What you will do:
Please copy the data below, substituting "JSON list" for each "JSON array" and changing nothing else. Leave the pictures out of your copy.

Material for this task:

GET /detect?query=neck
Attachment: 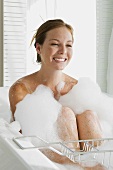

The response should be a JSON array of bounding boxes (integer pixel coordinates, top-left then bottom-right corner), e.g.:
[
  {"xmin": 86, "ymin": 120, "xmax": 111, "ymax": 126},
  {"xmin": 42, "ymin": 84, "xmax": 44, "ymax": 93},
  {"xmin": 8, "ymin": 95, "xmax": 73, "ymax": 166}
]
[{"xmin": 38, "ymin": 69, "xmax": 64, "ymax": 88}]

Right answer:
GET /detect?query=neck
Attachment: 

The response should be a JSON list of bounding boxes (integer pixel coordinates, top-left then bottom-right corner), e.g.:
[
  {"xmin": 86, "ymin": 120, "xmax": 111, "ymax": 126},
  {"xmin": 42, "ymin": 84, "xmax": 44, "ymax": 93},
  {"xmin": 8, "ymin": 95, "xmax": 73, "ymax": 166}
]
[{"xmin": 38, "ymin": 69, "xmax": 64, "ymax": 88}]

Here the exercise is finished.